Continuous customer experience — service designing

Clayton M. Christensen, one of the world’s top experts on innovation and growth, in his book – Competing Against Luck elaborates on why some companies excel at satisfying customer needs while others fail. He calls it the “Jobs to be done theory” which essentially is a means to identify customer needs and build products and service around those needs, instead of pushing a product and expecting the customer to fall for the bait. Customers want a certain product or service to solve a void in their lives and if the product/service not only fills that gap but also resolves multiple other needs and adds value, then even better.

Enhancing the customer experience requires organisations to understand different service interactions that customers experience and the potential for value addition within the same. The product/service provider should not confine their design thinking to their immediate customer but also envision the needs of the extended customer, the consumer of the customer (B2B2C). A seamless customer experience entails identifying the gaps in the customer needs across the touch-points and connecting the dots. Most of the times customers perceive the gaps in the services when they are handed from one division to another, within an organisation, making the behind the scene silos obvious.

Customer journey landscape

Creating continuous or seamless customer experiences should begin with journey maps centered around the journey the customers indulge in while navigating through interactions and touch-points, across multiple devices. A customer journey is never a linear path as the way customers engage with a product or service can be manifold. Charting the fragments of the journey on a single map, makes it easier to design the entire landscape including the front and backstage bits of the customer journey. A well researched concept plotted as journey map leads to ideation which can be refined in iterations culminating in service blueprints. Every part of the journey map jointly contributes to the entire customer experience. Tech enabled business innovation can enhance each customer interaction to yield a holistic contented experience.

### EXCERPTED RECORDS

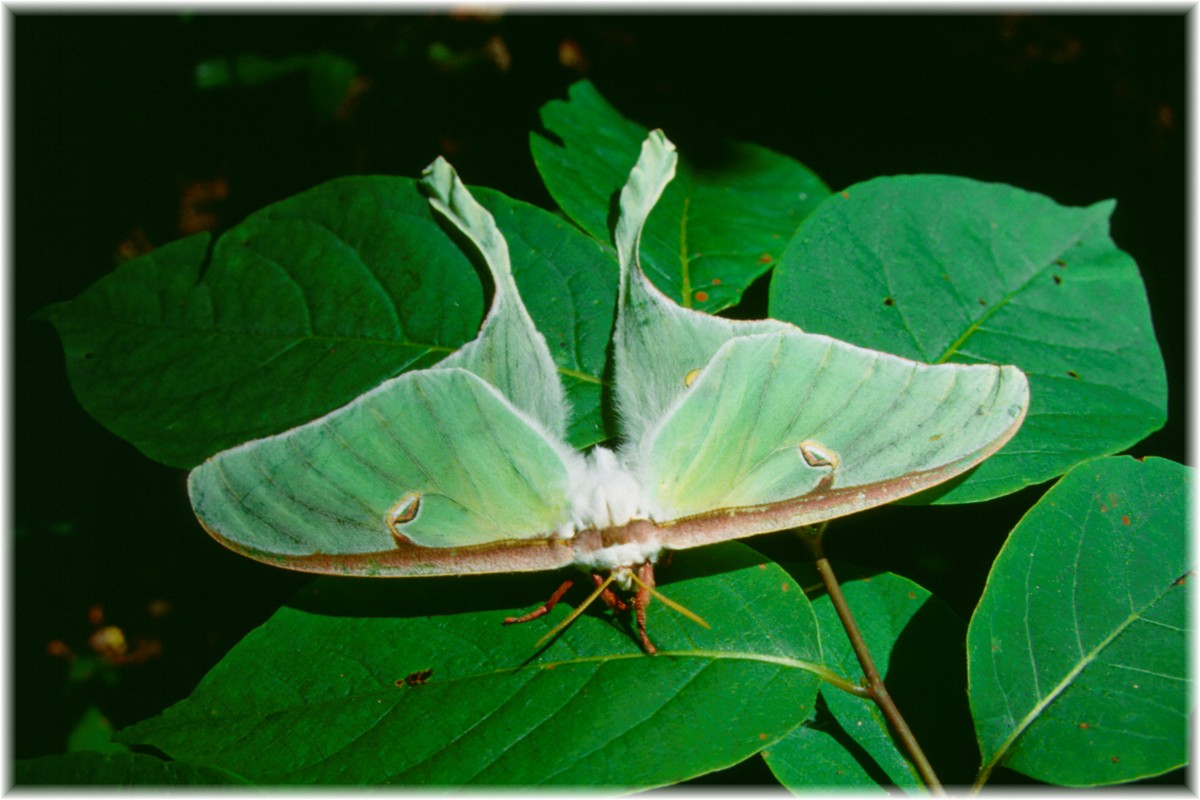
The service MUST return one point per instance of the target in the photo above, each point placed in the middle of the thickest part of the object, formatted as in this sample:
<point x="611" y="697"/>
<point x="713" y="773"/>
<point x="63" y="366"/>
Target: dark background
<point x="109" y="133"/>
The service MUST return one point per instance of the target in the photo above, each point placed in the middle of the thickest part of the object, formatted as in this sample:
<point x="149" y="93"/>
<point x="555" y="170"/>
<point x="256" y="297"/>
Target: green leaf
<point x="917" y="644"/>
<point x="946" y="269"/>
<point x="720" y="224"/>
<point x="1078" y="653"/>
<point x="306" y="305"/>
<point x="330" y="77"/>
<point x="318" y="695"/>
<point x="810" y="759"/>
<point x="93" y="732"/>
<point x="117" y="769"/>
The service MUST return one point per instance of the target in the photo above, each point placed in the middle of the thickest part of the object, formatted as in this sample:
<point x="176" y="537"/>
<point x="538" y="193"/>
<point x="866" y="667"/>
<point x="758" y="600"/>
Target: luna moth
<point x="729" y="429"/>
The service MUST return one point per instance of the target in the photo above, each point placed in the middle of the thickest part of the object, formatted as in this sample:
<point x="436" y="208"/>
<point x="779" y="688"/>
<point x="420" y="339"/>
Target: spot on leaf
<point x="415" y="678"/>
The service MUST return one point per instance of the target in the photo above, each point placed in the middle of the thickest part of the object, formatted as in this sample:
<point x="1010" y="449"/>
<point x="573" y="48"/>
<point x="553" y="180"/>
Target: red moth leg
<point x="641" y="600"/>
<point x="545" y="608"/>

### PROMPT
Rewrite the text on customer experience from "Clayton M. Christensen, one" up to and including "then even better.", substituting "gap" for "void".

### EXPECTED ANSWER
Clayton M. Christensen, one of the world’s top experts on innovation and growth, in his book – Competing Against Luck elaborates on why some companies excel at satisfying customer needs while others fail. He calls it the “Jobs to be done theory” which essentially is a means to identify customer needs and build products and service around those needs, instead of pushing a product and expecting the customer to fall for the bait. Customers want a certain product or service to solve a gap in their lives and if the product/service not only fills that gap but also resolves multiple other needs and adds value, then even better.